:: Entries provided
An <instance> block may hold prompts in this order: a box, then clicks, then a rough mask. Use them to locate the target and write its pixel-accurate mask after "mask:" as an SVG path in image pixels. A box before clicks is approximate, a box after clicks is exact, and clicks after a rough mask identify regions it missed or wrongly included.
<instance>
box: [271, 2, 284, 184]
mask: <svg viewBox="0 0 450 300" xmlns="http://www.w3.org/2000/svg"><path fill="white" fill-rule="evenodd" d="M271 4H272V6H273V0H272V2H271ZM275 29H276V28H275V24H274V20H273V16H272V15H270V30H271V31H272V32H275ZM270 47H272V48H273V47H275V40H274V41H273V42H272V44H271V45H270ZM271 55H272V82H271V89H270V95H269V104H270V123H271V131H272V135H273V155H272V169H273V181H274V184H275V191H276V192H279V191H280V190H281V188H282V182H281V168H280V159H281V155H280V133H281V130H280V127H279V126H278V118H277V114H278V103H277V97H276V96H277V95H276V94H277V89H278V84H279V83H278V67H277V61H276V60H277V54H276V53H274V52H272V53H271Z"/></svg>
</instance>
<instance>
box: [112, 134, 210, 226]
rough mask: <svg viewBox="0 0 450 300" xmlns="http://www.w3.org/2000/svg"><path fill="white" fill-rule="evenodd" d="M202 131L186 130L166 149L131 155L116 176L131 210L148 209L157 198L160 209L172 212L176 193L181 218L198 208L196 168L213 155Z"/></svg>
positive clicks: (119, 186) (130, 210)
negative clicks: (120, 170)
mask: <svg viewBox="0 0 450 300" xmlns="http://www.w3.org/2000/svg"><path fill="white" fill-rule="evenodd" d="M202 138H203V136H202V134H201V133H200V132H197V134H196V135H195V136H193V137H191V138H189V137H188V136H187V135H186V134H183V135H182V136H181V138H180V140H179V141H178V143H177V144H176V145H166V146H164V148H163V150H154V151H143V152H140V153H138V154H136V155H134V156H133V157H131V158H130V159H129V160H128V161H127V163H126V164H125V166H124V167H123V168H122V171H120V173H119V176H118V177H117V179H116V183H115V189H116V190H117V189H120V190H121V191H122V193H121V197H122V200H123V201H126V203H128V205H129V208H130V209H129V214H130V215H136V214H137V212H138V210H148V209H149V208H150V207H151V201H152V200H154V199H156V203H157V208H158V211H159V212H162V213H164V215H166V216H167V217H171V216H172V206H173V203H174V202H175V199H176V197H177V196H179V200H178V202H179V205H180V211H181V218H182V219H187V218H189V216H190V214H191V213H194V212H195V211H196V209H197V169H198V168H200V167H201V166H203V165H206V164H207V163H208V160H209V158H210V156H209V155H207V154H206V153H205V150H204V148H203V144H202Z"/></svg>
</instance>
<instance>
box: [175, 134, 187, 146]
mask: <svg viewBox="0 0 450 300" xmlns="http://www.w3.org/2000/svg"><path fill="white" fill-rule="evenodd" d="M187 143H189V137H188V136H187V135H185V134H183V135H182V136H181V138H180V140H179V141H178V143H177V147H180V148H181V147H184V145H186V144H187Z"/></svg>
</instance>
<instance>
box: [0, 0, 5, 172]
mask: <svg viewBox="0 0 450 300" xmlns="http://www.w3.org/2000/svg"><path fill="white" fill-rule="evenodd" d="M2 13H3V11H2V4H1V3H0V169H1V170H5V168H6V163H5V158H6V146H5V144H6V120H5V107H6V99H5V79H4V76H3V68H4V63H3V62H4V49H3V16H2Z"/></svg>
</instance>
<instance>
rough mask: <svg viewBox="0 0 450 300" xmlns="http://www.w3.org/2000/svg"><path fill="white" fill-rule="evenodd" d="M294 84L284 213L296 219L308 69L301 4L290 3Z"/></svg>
::::
## Exercise directions
Output all the lines of stored data above as a numbered list, omitting any blank lines.

## The completed task
1. An <instance> block may hold prompts in this order: a box, then clicks, then a rough mask. Use them to locate the target and write its pixel-accurate mask after "mask:" as an SVG path in image pixels. A box before clicks is approximate, a box after clicks is exact, and clicks after a rough mask identify regions it missed or wrongly included.
2. <instance>
3. box: [271, 2, 284, 184]
4. mask: <svg viewBox="0 0 450 300" xmlns="http://www.w3.org/2000/svg"><path fill="white" fill-rule="evenodd" d="M271 4H272V6H273V0H272V2H271ZM275 29H276V28H275V24H274V20H273V16H272V15H270V30H271V31H272V32H275ZM270 47H272V48H273V47H275V40H274V41H273V42H272V44H271V45H270ZM271 55H272V82H271V89H270V95H269V104H270V123H271V131H272V135H273V155H272V169H273V181H274V184H275V191H276V192H279V191H280V190H281V188H282V182H281V168H280V159H281V155H280V133H281V130H280V127H279V126H278V118H277V114H278V103H277V97H276V96H277V95H276V94H277V89H278V84H279V83H278V67H277V61H276V60H277V54H276V53H274V52H272V53H271Z"/></svg>
5. </instance>
6. <instance>
7. box: [112, 134, 210, 226]
8. rough mask: <svg viewBox="0 0 450 300" xmlns="http://www.w3.org/2000/svg"><path fill="white" fill-rule="evenodd" d="M202 131L186 130L166 149L131 155L116 176L131 210L148 209L157 198L160 209L172 212L176 193L181 218L198 208L196 168L213 155Z"/></svg>
9. positive clicks: (119, 186) (130, 210)
10. negative clicks: (120, 170)
11. mask: <svg viewBox="0 0 450 300" xmlns="http://www.w3.org/2000/svg"><path fill="white" fill-rule="evenodd" d="M202 138H203V136H202V134H201V133H200V132H197V134H196V135H195V136H193V137H191V138H189V137H188V136H187V135H186V134H183V135H182V136H181V138H180V140H179V141H178V143H177V144H176V145H166V146H164V148H163V150H154V151H143V152H140V153H138V154H136V155H134V156H133V157H131V158H130V159H129V160H128V161H127V163H126V164H125V166H124V167H123V168H122V171H120V173H119V176H118V177H117V179H116V183H115V189H116V190H117V189H120V190H121V191H122V193H121V197H122V200H123V201H126V203H128V205H129V208H130V209H129V214H130V215H136V214H137V212H138V210H148V209H149V208H150V207H151V201H152V200H154V199H156V203H157V208H158V211H159V212H162V213H164V215H166V216H167V217H171V216H172V206H173V203H174V202H175V199H176V197H177V196H179V200H178V202H179V205H180V211H181V218H182V219H187V218H189V216H190V214H191V213H194V212H195V211H196V209H197V169H198V168H200V167H201V166H203V165H206V164H207V163H208V160H209V158H210V156H209V155H207V154H206V153H205V150H204V148H203V144H202Z"/></svg>
12. </instance>
13. <instance>
14. box: [175, 134, 187, 146]
15. mask: <svg viewBox="0 0 450 300" xmlns="http://www.w3.org/2000/svg"><path fill="white" fill-rule="evenodd" d="M187 143H189V137H188V136H187V135H185V134H183V135H182V136H181V138H180V140H179V141H178V143H177V147H180V148H181V147H184V145H186V144H187Z"/></svg>
16. </instance>
17. <instance>
18. box: [0, 0, 5, 172]
19. mask: <svg viewBox="0 0 450 300" xmlns="http://www.w3.org/2000/svg"><path fill="white" fill-rule="evenodd" d="M2 13H3V11H2V4H1V3H0V169H1V170H5V168H6V163H5V158H6V146H5V144H6V120H5V107H6V99H5V79H4V76H3V68H4V63H3V62H4V49H3V16H2Z"/></svg>
20. </instance>
21. <instance>
22. rough mask: <svg viewBox="0 0 450 300" xmlns="http://www.w3.org/2000/svg"><path fill="white" fill-rule="evenodd" d="M294 84L284 213L296 219L308 69L301 4L290 3Z"/></svg>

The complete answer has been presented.